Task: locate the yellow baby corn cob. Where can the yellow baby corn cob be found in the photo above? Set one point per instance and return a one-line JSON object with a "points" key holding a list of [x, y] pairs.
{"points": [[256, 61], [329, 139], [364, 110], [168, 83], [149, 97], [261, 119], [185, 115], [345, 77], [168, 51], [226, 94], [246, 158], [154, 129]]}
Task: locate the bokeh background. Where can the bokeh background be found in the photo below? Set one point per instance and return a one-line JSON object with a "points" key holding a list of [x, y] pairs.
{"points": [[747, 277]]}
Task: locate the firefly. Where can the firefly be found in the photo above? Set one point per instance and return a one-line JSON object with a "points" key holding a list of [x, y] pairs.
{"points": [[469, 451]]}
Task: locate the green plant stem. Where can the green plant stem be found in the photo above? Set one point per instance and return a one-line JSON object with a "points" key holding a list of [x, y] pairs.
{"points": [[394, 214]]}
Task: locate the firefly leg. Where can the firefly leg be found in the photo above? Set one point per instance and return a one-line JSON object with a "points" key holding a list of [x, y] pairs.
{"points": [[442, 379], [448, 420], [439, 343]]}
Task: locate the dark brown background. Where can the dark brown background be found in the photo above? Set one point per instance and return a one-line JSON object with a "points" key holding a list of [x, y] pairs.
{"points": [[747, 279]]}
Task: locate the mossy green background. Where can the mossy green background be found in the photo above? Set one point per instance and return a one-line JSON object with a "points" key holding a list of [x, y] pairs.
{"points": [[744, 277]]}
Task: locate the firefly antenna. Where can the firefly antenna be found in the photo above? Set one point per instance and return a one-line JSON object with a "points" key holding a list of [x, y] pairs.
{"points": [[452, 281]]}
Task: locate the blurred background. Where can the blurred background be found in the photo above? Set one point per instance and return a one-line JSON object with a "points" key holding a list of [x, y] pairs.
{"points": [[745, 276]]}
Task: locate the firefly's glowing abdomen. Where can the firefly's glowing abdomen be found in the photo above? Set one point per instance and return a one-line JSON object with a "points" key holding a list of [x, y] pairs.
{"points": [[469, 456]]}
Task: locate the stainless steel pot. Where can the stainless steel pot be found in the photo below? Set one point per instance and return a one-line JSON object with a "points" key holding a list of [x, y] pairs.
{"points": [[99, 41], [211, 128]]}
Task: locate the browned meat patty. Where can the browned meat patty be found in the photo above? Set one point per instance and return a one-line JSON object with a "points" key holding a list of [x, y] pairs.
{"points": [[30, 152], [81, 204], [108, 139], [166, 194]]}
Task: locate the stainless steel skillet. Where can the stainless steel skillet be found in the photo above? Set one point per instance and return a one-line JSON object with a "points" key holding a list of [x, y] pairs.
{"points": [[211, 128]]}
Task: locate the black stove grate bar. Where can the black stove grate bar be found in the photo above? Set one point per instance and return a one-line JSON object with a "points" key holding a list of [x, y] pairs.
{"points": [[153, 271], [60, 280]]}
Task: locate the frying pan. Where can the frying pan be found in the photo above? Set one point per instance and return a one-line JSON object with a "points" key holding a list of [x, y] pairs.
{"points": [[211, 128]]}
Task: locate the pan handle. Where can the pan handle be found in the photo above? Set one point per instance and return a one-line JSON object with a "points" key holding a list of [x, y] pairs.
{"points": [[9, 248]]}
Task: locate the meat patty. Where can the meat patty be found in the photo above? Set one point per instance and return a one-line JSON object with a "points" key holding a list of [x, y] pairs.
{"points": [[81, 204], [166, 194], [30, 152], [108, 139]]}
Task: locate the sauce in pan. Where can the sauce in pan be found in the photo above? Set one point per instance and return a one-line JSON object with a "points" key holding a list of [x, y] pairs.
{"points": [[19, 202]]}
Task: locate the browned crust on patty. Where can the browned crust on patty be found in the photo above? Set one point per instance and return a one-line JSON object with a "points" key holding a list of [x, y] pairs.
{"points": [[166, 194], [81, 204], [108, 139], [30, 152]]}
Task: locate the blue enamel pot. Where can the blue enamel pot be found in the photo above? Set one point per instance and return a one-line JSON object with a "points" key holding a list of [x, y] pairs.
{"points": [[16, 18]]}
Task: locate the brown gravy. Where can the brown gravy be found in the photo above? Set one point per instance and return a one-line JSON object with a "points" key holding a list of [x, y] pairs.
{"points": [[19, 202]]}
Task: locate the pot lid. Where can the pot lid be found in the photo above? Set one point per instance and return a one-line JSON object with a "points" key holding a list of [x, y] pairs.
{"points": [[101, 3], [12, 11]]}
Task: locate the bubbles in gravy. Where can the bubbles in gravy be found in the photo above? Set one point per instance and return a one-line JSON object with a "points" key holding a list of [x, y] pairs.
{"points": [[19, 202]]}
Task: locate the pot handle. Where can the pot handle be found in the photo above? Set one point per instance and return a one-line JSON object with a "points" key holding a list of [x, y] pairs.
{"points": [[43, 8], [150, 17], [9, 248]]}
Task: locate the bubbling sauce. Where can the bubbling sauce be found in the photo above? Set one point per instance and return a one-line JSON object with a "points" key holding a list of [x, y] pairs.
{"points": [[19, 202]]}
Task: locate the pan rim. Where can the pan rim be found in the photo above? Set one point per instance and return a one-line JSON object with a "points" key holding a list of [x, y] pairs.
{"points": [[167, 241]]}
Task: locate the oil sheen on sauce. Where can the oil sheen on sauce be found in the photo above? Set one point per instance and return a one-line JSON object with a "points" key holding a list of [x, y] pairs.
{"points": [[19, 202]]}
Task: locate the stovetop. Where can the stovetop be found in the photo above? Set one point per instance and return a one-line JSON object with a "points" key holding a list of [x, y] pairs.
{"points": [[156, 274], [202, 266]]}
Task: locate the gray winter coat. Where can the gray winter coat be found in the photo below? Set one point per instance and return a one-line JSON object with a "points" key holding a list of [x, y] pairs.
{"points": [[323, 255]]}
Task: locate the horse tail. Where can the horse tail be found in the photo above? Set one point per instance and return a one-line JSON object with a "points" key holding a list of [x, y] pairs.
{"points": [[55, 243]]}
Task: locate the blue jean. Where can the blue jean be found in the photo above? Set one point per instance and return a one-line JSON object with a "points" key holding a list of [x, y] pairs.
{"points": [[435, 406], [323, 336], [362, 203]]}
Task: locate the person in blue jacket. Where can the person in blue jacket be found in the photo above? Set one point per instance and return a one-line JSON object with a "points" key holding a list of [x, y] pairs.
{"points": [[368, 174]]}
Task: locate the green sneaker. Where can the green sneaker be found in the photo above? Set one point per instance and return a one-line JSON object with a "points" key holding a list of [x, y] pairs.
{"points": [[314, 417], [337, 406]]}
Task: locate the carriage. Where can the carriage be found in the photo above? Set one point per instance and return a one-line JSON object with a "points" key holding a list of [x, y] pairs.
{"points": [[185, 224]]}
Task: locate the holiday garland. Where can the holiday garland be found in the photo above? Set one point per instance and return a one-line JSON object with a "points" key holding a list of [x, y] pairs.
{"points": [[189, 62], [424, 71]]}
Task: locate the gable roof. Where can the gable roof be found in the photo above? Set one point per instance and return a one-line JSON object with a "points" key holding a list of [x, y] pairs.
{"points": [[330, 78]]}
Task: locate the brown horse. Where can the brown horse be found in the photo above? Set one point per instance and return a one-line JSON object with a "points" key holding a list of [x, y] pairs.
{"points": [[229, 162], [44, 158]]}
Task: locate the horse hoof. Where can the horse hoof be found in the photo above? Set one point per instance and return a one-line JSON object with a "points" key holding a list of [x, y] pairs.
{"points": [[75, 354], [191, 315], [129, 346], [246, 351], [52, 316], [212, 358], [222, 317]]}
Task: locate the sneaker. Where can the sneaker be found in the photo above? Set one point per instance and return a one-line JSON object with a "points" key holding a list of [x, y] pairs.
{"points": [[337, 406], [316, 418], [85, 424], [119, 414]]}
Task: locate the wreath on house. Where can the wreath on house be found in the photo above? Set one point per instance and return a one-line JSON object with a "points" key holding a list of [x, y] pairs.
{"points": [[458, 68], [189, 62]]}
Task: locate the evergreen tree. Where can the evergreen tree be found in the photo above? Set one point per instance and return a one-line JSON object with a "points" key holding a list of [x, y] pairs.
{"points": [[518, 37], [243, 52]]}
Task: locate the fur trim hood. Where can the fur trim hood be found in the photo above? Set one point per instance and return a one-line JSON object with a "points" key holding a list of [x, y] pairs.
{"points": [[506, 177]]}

++++

Job –
Extract every line from the one containing "Task: locate the gable" to the end of the entries, including both of those lines, exactly as given and with nothing added.

Expected answer –
Task: locate the gable roof. Where can the gable roof be found in the photo above? Set one point per instance and return a one-line JSON object with a "points" key holding a list of [x, y] pairs.
{"points": [[330, 78]]}
Task: locate the brown horse. Where can the brown horse be found in the photo above? Set one point per instance and return a one-line JSON object with a "points" key holding a list of [x, y] pairs.
{"points": [[229, 162], [44, 158]]}
Task: locate the horse hoof. Where can the horse hoof be found in the photo above? Set one point per instance and return a one-line JSON object with a "points" key holding a list of [x, y] pairs.
{"points": [[75, 354], [191, 315], [129, 346], [246, 351], [52, 316], [212, 358], [222, 317]]}
Task: locate the sneaker. Where can the sneaker be found in the photo above? Set one point per instance and return a one-line JSON object with a "points" key holding a list of [x, y] pairs.
{"points": [[337, 406], [316, 418], [85, 424], [119, 414]]}
Task: locate the wreath on house. Where can the wreath on house be found in the photo above? Set one point per instance and return a one-line JSON object with a "points" key holding a list of [x, y] pairs.
{"points": [[458, 68], [189, 62]]}
Task: locate the evergreen tree. Where can the evergreen tree be found in the photo above? Set one point per instance and return a one-line JSON object with a "points" key holding a list of [x, y] pairs.
{"points": [[518, 37], [243, 52]]}
Task: locate the fur trim hood. Where can the fur trim hood be found in the photo above? Set one point per instance and return a one-line JSON object with a "points" key holding a list of [x, y] pairs.
{"points": [[506, 177]]}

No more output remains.